## Exercise
Each entry below is to be printed verbatim.

## Listed entries
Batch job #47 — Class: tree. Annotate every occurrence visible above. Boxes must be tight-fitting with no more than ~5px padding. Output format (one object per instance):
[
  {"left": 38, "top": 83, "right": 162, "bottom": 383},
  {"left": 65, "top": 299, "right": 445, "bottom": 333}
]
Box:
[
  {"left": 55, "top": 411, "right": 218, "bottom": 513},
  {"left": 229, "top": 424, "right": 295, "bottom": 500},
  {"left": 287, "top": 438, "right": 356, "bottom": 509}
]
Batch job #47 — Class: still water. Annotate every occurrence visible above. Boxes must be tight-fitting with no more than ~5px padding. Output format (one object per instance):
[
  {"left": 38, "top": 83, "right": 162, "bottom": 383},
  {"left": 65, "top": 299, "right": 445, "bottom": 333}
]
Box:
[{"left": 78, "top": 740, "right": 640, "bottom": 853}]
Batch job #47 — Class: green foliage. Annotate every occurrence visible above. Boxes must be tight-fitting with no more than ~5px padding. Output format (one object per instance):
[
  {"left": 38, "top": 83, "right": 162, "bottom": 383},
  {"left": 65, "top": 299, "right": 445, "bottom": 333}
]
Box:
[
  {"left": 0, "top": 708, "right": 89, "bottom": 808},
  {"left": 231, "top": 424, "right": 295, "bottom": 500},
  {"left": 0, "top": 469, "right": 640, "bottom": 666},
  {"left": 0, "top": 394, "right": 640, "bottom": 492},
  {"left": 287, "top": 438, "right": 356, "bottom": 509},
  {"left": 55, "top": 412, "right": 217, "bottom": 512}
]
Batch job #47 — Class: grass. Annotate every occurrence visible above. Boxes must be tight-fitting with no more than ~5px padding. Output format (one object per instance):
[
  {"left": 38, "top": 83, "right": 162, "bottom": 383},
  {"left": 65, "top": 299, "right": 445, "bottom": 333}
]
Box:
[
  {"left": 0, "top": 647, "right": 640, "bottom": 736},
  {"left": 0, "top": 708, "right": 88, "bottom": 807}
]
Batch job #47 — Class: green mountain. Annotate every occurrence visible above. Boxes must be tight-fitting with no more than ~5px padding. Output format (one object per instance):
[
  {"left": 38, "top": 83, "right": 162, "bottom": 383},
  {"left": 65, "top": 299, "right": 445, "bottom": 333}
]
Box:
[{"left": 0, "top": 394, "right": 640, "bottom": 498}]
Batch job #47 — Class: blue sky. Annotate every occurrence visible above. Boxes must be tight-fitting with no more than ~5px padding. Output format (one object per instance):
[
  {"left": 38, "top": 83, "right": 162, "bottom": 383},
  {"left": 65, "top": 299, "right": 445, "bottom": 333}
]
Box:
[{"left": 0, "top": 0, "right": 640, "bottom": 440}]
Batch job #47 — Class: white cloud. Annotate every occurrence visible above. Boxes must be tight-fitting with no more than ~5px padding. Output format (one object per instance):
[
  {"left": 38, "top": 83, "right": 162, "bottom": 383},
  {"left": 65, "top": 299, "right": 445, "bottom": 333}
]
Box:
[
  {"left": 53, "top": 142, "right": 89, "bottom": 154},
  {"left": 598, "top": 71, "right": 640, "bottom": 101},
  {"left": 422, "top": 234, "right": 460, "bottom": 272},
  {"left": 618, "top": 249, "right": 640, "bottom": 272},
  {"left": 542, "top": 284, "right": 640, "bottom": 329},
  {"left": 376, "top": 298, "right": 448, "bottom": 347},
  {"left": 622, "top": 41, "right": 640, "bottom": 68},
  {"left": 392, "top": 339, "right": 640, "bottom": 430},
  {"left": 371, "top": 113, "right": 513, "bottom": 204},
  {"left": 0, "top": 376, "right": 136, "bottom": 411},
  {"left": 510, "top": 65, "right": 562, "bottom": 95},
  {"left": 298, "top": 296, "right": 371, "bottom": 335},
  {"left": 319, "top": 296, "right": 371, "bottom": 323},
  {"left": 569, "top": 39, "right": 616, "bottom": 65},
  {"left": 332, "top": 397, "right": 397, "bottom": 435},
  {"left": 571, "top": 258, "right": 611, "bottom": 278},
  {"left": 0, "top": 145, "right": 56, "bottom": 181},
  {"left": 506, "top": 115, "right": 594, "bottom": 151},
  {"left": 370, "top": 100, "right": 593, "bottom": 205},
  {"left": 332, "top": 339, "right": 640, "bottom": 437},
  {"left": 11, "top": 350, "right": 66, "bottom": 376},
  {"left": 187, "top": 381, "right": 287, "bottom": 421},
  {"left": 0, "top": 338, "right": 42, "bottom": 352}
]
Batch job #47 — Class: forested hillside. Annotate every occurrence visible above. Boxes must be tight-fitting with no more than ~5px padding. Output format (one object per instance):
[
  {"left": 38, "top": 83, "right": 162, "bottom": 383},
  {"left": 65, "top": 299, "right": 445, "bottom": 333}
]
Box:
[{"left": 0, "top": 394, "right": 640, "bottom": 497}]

## Correct answer
Batch job #47 — Class: tree. Annotate every occurrence visible above. Boxes must be tight-fitting with no more than ~5px padding. Output format (one object per instance):
[
  {"left": 38, "top": 83, "right": 162, "bottom": 383},
  {"left": 65, "top": 299, "right": 445, "bottom": 333}
]
Box:
[
  {"left": 55, "top": 411, "right": 218, "bottom": 513},
  {"left": 229, "top": 424, "right": 295, "bottom": 500},
  {"left": 287, "top": 438, "right": 356, "bottom": 509}
]
Batch job #47 — Class: still water. Annotate every occurrence visible above. Boxes must be tight-fitting with no more than ~5px padding. Output format (one object per instance):
[
  {"left": 38, "top": 83, "right": 162, "bottom": 383},
  {"left": 65, "top": 299, "right": 445, "bottom": 333}
]
Box:
[{"left": 78, "top": 740, "right": 640, "bottom": 853}]
Batch job #47 — Class: green foliage. Annotate every occurrence visible above. Boxes must be tight-fitting with no more than ~5px padding. Output format (one object per instance):
[
  {"left": 38, "top": 83, "right": 162, "bottom": 383},
  {"left": 65, "top": 299, "right": 445, "bottom": 333}
]
Box:
[
  {"left": 0, "top": 708, "right": 89, "bottom": 808},
  {"left": 231, "top": 424, "right": 295, "bottom": 500},
  {"left": 0, "top": 469, "right": 640, "bottom": 666},
  {"left": 0, "top": 394, "right": 640, "bottom": 492},
  {"left": 287, "top": 438, "right": 356, "bottom": 509},
  {"left": 55, "top": 412, "right": 217, "bottom": 512}
]
Batch job #47 — Class: grass. Annotate every occurrence visible above. Boxes must be tight-fitting with no more than ~5px padding. Output format (one object per instance):
[
  {"left": 38, "top": 83, "right": 162, "bottom": 383},
  {"left": 65, "top": 299, "right": 445, "bottom": 333}
]
Box:
[
  {"left": 0, "top": 647, "right": 640, "bottom": 736},
  {"left": 0, "top": 708, "right": 88, "bottom": 807}
]
Batch job #47 — Class: green mountain. Annotate every occurrence visible above. Boxes must be tight-fitting with no more than ~5px padding. Output format (one object per instance):
[
  {"left": 38, "top": 83, "right": 162, "bottom": 383},
  {"left": 65, "top": 299, "right": 445, "bottom": 333}
]
Box:
[{"left": 0, "top": 394, "right": 640, "bottom": 498}]
Batch job #47 — Class: blue sky. Annotate every occurrence visible above. Boxes must be tight-fitting with no more than ~5px padding. Output format (one object per instance):
[
  {"left": 38, "top": 83, "right": 162, "bottom": 383},
  {"left": 65, "top": 299, "right": 445, "bottom": 333}
]
Box:
[{"left": 0, "top": 0, "right": 640, "bottom": 440}]
Batch job #47 — Class: white cloud. Annotate every occurrence visible above. Boxes must be tight-fitting with no more than ~5px padding. Output format (one object per instance):
[
  {"left": 38, "top": 83, "right": 162, "bottom": 383},
  {"left": 65, "top": 299, "right": 445, "bottom": 333}
]
Box:
[
  {"left": 53, "top": 142, "right": 89, "bottom": 154},
  {"left": 598, "top": 71, "right": 640, "bottom": 101},
  {"left": 422, "top": 234, "right": 460, "bottom": 272},
  {"left": 618, "top": 249, "right": 640, "bottom": 272},
  {"left": 542, "top": 284, "right": 640, "bottom": 329},
  {"left": 376, "top": 298, "right": 448, "bottom": 347},
  {"left": 622, "top": 41, "right": 640, "bottom": 68},
  {"left": 392, "top": 339, "right": 640, "bottom": 430},
  {"left": 371, "top": 113, "right": 513, "bottom": 204},
  {"left": 0, "top": 376, "right": 136, "bottom": 411},
  {"left": 510, "top": 65, "right": 562, "bottom": 95},
  {"left": 298, "top": 296, "right": 371, "bottom": 335},
  {"left": 319, "top": 296, "right": 371, "bottom": 323},
  {"left": 569, "top": 39, "right": 616, "bottom": 65},
  {"left": 332, "top": 397, "right": 397, "bottom": 435},
  {"left": 571, "top": 258, "right": 611, "bottom": 278},
  {"left": 0, "top": 145, "right": 56, "bottom": 181},
  {"left": 506, "top": 115, "right": 594, "bottom": 151},
  {"left": 370, "top": 100, "right": 593, "bottom": 205},
  {"left": 332, "top": 339, "right": 640, "bottom": 437},
  {"left": 11, "top": 350, "right": 66, "bottom": 376},
  {"left": 187, "top": 381, "right": 287, "bottom": 421},
  {"left": 0, "top": 338, "right": 42, "bottom": 352}
]
Batch job #47 — Class: forested hillside. Annotate every occurrence visible above. Boxes must be tight-fitting with no more than ~5px padding. Output format (one object per instance):
[
  {"left": 38, "top": 83, "right": 162, "bottom": 383},
  {"left": 65, "top": 299, "right": 445, "bottom": 333}
]
Box:
[{"left": 0, "top": 394, "right": 640, "bottom": 497}]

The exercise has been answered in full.